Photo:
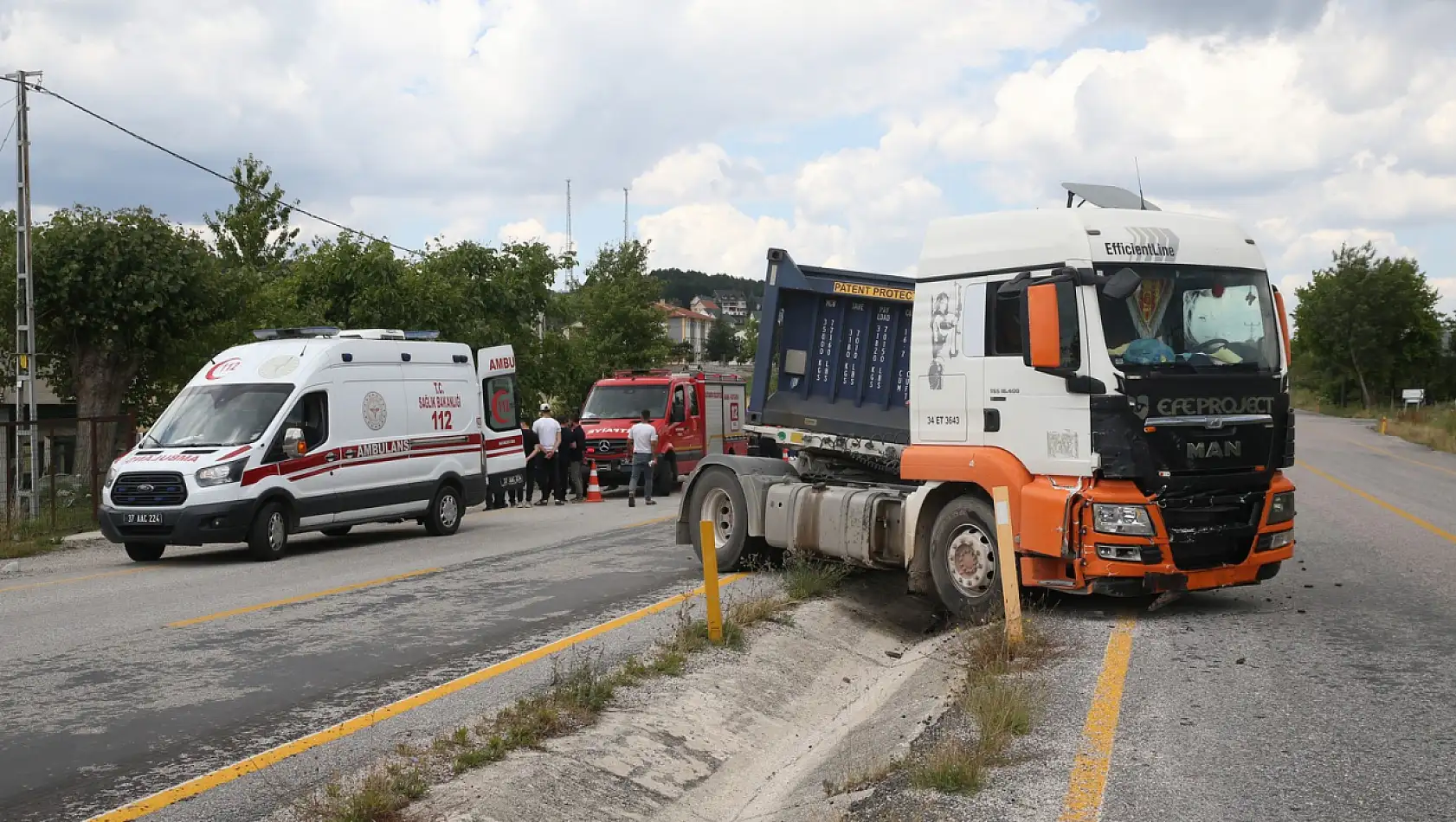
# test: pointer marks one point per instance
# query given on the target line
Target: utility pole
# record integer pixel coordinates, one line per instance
(571, 247)
(27, 453)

□ □ □ □ □ □ □

Repeat the records above exactly, without any pictures.

Written response
Photo:
# test: pointer marks one point per instance
# query given on the target line
Target: utility pole
# record integer pixel coordinates, one line per instance
(571, 247)
(27, 453)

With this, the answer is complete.